> **PROBLEMS TO WORK ON**
[1] Update the jury duty post from "My friend Alison" through "be someone’s fault.", replacing "pool" with "billiards".
[2] Continue the jury duty post from the point where it stops.

START TEXT SEGMENT

January 24, 2010

Jury Duty Lesson #2: Fault Kills

Filed under: Healthy Living

My friend Alison Dorlen used to love to say, “speed kills” when we played pool together. It is tempting to simply hit the ball as hard as you can and watch all the ricochets and hope for the best. But usually the best doesn’t happen with that method. In fact, when you slow down, both in terms of how quickly you make your shot and how hard you hit the cue ball, your shots gain accuracy and effectiveness. You become a better player.

Fault operates in a similar fashion. My jury duty case was a medical malpractice case. The family was suing the doctor. Their father/husband had died. The doctor and hospital must be at fault. Someone must be to blame. Complications are unacceptable. It must be someone’s fault.

END TEXT SEGMENT
START DATA EXCERPTS

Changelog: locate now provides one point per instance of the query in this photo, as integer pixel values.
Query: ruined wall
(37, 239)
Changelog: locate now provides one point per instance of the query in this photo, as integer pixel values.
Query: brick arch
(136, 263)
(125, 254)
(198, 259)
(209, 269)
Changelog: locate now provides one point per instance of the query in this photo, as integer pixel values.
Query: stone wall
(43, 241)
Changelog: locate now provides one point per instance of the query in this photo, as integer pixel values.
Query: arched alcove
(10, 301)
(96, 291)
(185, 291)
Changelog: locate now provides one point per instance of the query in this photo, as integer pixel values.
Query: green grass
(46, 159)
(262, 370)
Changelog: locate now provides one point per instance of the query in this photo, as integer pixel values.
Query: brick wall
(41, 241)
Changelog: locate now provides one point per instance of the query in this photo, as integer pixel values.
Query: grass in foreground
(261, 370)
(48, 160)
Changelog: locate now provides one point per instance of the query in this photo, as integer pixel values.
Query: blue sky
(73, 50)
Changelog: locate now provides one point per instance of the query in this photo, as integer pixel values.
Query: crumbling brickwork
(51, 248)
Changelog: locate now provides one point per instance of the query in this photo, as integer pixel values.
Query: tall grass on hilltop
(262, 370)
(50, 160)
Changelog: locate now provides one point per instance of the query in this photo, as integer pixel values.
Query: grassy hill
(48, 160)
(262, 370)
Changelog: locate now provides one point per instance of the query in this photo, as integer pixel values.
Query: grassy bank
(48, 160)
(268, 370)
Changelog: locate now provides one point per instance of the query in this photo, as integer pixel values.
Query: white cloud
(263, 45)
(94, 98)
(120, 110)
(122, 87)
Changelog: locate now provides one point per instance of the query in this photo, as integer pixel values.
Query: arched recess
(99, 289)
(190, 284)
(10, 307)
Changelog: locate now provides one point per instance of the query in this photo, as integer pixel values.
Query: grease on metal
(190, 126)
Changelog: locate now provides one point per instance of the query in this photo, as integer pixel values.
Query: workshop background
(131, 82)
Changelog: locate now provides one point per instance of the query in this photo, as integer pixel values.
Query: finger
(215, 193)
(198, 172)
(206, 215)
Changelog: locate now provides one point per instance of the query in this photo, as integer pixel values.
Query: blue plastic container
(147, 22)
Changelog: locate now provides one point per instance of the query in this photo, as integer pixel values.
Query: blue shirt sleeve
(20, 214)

END DATA EXCERPTS
START DATA EXCERPTS

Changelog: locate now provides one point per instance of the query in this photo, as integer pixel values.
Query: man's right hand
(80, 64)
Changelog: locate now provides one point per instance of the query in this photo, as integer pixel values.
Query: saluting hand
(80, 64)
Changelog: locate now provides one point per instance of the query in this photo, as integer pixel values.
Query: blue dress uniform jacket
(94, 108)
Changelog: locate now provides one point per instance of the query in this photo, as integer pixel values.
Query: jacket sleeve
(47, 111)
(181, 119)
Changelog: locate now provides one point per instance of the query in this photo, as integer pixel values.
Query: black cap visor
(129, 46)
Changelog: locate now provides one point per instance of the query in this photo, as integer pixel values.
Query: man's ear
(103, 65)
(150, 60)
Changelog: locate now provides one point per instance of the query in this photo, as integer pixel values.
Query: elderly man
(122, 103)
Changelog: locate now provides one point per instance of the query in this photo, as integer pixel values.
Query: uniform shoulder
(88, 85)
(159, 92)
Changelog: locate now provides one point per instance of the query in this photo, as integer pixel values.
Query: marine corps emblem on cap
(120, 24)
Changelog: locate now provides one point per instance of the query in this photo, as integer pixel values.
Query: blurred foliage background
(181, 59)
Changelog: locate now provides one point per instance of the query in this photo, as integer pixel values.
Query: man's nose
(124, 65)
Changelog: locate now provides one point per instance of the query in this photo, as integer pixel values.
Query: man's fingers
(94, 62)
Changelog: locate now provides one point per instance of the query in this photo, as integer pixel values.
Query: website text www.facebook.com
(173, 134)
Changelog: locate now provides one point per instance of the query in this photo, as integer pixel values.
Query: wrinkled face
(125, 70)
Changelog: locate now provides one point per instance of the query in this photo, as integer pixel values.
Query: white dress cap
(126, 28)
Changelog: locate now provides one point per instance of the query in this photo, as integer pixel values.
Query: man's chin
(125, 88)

END DATA EXCERPTS

> **ANSWERS TO THE PROBLEMS**
[1]
My friend Alison Dorlen used to love to say, “speed kills” when we played billiards together. It is tempting to simply hit the ball as hard as you can and watch all the ricochets and hope for the best. But usually the best doesn’t happen with that method. In fact, when you slow down, both in terms of how quickly you make your shot and how hard you hit the cue ball, your shots gain accuracy and effectiveness. You become a better player.

Fault operates in a similar fashion. My jury duty case was a medical malpractice case. The family was suing the doctor. Their father/husband had died. The doctor and hospital must be at fault. Someone must be to blame. Complications are unacceptable. It must be someone’s fault.

[2]
The thing about fault is that the more you focus on it, the more you seek out who was responsible for something bad that happened, the more your world becomes about criticizing, blaming, and defending. When you focus on fault you make people wary of what they do around you. You teach the people around you (your employees, colleagues, children) to be the first to point the finger so that they gain the upper hand in the blame game. And you destroy your own ability to accept responsibility graciously, to say, “I did that. I made a mistake. I’m sorry. I’ll fix it.”

Fault kills. It kills your happiness and your pleasantness to be around. It kills your effectiveness as an employee, a parent, and a leader.

It’s easy to make these pronouncements and point the finger at others. “Other people blame. I’ve known them. They’re awful.” But the truth is we are all seduced into the blame game from time to time.

I do it. When I do it it’s a mistake. I’m sorry for that. I’m going to do my best to fix it.